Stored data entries
+--
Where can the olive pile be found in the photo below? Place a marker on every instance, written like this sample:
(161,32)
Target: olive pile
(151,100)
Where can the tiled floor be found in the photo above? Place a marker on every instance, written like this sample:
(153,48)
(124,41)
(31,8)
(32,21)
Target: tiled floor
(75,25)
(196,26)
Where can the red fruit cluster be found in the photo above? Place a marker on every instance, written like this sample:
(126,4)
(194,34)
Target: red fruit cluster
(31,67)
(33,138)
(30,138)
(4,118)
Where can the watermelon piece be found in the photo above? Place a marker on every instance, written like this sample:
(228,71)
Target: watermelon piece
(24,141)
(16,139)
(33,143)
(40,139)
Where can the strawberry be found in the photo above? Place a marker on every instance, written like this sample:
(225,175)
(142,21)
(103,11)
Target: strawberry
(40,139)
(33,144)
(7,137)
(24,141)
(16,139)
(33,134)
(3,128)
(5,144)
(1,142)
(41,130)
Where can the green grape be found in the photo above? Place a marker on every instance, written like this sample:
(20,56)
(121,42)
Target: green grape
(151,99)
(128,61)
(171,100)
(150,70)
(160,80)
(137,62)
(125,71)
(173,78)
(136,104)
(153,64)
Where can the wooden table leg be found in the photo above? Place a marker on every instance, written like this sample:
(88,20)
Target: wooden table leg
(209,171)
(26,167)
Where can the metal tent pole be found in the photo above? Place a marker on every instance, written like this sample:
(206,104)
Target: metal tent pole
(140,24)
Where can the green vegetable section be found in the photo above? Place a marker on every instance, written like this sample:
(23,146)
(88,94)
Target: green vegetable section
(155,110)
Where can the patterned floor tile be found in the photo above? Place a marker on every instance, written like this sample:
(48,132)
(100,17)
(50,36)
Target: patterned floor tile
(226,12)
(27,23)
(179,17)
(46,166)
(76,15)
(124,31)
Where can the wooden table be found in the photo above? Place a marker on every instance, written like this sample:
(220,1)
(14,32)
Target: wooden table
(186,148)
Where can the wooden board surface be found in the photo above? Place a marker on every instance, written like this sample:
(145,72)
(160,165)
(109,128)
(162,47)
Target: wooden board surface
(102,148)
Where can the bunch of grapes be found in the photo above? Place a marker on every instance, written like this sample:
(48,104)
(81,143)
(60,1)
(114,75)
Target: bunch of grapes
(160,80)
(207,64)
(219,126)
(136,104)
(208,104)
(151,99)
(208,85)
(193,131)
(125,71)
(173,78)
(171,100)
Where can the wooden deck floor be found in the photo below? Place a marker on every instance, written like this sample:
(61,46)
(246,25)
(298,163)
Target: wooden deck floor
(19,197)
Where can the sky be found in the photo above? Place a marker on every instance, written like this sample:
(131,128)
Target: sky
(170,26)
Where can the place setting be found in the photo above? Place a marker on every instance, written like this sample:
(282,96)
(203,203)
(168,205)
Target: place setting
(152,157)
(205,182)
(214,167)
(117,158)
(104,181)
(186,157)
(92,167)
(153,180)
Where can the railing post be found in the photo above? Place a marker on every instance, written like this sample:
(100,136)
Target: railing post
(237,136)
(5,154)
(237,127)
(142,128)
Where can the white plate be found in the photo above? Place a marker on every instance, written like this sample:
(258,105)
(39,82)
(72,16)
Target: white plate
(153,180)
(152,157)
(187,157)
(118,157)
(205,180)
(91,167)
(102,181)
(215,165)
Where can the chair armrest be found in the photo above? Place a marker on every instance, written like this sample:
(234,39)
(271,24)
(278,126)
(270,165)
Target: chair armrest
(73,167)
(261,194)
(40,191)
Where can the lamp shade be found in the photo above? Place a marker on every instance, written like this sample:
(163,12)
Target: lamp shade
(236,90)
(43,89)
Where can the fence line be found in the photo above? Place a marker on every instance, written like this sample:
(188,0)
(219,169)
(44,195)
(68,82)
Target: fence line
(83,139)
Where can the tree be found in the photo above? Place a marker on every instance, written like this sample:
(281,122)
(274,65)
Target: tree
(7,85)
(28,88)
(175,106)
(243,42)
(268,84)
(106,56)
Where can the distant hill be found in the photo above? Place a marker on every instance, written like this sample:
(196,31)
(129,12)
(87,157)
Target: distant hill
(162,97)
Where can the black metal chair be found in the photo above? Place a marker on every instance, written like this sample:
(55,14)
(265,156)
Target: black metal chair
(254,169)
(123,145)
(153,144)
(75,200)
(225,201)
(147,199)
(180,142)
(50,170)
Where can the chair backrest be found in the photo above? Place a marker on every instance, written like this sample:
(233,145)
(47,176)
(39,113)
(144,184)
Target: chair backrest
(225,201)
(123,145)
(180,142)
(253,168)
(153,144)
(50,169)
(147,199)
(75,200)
+--
### Work item
Repeat, word for word, the lines from the start of the records to the line that contains "Where can the tiled", both of them included, and no others.

### Task answer
Where can the olive pile be found in the photo below? Place a marker on every instance, written like this sample:
(161,32)
Target: olive pile
(151,100)
Where can the tiled floor be found in the photo above? Place a marker on every instance, written like this sample:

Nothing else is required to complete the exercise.